WHAT THE TASK REQUIRES -> Reproduce every line of the material below, from the line containing "Q: For each instance of the wall" through the line containing "x=319, y=55", including both of those lines. On each line that holds only a coordinate pair, multiply the x and y values by 2 and round to whole numbers, rounding halves up, while every other number stays unchanged.

DATA EXCERPTS ->
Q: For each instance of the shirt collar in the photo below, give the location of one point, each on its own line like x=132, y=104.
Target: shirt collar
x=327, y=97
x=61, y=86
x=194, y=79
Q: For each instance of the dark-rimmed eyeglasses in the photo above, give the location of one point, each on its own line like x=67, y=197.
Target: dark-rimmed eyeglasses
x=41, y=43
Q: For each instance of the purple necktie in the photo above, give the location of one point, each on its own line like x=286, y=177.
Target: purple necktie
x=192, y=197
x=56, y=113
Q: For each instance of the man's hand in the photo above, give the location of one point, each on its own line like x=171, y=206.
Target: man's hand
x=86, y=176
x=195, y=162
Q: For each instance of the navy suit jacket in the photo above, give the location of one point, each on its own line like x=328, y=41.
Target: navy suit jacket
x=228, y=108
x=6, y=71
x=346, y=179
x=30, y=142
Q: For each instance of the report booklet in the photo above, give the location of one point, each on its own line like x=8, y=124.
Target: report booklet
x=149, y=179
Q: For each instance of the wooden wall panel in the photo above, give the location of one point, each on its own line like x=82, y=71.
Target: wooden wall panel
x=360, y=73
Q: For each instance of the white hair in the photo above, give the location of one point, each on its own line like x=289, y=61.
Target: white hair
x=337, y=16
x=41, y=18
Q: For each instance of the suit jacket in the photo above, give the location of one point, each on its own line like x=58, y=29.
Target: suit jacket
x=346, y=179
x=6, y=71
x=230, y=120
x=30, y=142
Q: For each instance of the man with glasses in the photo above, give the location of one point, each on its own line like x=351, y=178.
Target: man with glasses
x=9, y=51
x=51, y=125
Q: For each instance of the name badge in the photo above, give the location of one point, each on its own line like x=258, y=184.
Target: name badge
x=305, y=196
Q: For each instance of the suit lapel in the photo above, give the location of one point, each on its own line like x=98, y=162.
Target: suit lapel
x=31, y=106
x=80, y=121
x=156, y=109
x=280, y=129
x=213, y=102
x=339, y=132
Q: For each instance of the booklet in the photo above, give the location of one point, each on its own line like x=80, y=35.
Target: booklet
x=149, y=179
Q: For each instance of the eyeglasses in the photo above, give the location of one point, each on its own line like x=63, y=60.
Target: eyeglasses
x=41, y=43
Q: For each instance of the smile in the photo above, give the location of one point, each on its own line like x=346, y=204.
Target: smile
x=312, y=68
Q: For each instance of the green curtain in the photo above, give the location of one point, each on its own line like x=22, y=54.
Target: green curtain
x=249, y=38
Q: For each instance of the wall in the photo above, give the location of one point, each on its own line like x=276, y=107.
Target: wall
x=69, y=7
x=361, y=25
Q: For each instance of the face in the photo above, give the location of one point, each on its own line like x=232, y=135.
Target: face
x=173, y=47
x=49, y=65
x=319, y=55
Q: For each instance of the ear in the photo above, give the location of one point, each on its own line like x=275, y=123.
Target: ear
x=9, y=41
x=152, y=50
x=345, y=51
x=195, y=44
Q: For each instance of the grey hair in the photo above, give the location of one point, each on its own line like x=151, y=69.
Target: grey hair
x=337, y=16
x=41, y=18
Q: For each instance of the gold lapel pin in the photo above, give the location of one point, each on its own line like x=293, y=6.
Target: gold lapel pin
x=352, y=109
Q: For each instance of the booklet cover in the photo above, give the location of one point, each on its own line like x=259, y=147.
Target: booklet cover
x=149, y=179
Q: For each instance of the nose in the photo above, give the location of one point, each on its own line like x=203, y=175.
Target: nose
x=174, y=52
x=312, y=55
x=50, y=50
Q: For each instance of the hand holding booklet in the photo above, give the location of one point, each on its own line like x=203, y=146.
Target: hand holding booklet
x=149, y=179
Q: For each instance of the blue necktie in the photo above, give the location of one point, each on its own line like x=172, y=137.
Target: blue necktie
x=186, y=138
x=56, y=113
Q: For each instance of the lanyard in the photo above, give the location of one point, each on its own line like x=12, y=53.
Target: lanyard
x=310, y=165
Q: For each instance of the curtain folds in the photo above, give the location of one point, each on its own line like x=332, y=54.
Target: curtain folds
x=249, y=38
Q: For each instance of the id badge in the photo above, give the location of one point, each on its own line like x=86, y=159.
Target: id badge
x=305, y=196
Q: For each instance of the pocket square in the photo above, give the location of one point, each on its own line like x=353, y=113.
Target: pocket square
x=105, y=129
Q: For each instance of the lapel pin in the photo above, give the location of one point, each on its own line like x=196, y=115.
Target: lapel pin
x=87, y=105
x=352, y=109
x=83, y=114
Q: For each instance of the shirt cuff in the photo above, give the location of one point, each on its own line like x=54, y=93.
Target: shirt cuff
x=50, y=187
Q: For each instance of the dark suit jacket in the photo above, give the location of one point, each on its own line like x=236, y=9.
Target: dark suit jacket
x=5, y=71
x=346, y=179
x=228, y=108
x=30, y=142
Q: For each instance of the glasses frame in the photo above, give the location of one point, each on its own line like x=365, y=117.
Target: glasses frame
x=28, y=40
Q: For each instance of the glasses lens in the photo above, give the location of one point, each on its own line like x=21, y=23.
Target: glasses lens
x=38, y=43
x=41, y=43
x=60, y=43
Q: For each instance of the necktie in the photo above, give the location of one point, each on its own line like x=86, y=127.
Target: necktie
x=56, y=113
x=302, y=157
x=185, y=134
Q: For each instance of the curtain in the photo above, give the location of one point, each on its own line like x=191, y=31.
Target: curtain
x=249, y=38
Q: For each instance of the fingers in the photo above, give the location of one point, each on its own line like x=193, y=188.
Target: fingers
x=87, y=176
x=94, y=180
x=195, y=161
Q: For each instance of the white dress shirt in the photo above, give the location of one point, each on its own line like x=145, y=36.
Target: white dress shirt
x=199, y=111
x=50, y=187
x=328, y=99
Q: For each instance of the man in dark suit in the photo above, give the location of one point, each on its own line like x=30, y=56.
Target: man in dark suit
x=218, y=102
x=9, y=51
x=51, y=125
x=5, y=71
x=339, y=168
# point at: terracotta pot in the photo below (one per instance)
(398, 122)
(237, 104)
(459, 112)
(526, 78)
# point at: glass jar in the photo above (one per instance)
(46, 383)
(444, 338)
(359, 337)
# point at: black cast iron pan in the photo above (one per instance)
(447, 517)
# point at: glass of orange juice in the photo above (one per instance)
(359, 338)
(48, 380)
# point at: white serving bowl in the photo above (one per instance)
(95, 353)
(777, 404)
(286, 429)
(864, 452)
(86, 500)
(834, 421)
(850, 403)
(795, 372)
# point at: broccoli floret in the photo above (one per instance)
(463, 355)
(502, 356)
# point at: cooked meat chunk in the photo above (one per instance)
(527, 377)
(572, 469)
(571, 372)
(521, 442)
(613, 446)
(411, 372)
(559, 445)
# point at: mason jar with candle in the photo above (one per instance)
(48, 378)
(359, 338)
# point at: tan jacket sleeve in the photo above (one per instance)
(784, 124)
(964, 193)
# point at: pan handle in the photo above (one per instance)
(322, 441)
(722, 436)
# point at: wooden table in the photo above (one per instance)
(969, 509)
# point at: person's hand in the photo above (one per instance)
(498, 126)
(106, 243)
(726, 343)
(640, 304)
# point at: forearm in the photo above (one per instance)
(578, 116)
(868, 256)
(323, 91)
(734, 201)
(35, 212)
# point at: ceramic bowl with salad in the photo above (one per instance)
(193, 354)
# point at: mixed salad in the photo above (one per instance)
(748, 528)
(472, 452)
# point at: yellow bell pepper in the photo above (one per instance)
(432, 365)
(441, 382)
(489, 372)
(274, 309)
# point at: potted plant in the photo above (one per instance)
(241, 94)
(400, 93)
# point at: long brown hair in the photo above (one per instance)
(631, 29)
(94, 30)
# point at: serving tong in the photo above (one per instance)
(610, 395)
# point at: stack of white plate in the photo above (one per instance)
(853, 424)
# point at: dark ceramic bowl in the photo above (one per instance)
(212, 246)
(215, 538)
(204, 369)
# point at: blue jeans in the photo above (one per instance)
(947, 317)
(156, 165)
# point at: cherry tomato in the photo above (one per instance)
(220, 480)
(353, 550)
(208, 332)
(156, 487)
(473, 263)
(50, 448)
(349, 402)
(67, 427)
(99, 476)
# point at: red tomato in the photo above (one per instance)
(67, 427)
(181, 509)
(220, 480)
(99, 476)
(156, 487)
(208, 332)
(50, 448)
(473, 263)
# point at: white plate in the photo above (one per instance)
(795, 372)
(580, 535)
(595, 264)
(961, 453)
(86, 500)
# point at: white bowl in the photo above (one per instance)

* * *

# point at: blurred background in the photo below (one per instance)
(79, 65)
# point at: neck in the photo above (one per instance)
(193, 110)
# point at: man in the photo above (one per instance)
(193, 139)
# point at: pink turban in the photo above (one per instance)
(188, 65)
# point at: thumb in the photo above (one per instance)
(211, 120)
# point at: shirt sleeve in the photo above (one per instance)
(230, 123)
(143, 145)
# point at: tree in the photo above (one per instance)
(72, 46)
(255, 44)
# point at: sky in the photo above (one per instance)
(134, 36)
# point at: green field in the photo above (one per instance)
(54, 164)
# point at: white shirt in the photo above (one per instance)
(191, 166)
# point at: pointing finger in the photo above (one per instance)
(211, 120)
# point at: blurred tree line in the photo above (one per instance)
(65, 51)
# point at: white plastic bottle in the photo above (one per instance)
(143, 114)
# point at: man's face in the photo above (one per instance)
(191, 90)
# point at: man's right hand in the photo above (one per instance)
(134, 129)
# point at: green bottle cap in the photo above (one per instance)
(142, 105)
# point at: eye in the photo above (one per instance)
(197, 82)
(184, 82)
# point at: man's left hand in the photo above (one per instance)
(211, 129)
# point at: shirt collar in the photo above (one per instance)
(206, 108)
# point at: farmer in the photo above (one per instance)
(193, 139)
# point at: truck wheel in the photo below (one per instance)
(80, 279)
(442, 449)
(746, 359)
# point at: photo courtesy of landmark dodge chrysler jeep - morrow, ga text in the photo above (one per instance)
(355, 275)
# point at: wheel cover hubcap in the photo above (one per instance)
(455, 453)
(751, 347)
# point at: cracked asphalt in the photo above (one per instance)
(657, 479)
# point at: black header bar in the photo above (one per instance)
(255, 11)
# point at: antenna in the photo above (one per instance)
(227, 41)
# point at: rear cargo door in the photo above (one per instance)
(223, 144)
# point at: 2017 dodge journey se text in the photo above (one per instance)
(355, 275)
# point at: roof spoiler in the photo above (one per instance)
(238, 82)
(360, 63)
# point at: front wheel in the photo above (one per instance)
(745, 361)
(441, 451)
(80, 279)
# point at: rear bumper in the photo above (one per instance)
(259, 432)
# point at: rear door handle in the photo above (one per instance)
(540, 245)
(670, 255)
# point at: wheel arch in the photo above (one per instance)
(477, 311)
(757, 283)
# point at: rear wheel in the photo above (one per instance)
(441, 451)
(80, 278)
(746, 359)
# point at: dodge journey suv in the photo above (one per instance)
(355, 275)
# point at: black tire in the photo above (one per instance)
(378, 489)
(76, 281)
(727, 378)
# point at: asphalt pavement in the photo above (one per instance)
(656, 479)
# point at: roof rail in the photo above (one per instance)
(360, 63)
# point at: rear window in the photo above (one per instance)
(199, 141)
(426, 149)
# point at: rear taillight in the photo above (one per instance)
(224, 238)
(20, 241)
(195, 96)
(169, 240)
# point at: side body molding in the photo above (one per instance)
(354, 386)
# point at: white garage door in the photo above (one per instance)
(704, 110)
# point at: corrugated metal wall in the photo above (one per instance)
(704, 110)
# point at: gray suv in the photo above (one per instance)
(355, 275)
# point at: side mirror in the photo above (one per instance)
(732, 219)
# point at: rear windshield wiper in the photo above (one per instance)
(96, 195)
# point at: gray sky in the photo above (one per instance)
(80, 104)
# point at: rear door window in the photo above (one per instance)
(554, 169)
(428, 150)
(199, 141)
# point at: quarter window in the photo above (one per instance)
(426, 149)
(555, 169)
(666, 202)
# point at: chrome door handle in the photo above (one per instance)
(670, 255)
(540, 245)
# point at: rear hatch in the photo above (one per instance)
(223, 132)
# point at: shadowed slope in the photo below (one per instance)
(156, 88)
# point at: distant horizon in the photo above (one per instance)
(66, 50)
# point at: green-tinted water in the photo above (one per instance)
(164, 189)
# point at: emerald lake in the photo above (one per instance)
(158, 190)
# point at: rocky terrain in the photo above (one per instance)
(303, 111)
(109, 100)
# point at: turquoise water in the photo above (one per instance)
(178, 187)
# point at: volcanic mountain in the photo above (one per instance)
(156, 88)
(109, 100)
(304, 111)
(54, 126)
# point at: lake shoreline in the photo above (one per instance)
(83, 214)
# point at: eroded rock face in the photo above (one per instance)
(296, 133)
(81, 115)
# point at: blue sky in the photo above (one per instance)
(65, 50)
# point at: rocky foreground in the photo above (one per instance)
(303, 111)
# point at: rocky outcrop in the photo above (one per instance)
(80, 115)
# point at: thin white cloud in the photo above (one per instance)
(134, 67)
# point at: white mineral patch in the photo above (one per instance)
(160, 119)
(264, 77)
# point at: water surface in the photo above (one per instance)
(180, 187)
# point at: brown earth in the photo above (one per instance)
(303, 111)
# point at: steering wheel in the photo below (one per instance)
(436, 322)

SOLUTION TO THIS PROBLEM ->
Q: For each instance of the wall in the photo above, give the location of one point, each on its own line like x=276, y=107.
Target: wall
x=138, y=14
x=722, y=50
Q: For each instance of the face in the photo above, give the location of one point, each on its own line like x=232, y=135.
Target: face
x=346, y=94
x=98, y=130
x=638, y=110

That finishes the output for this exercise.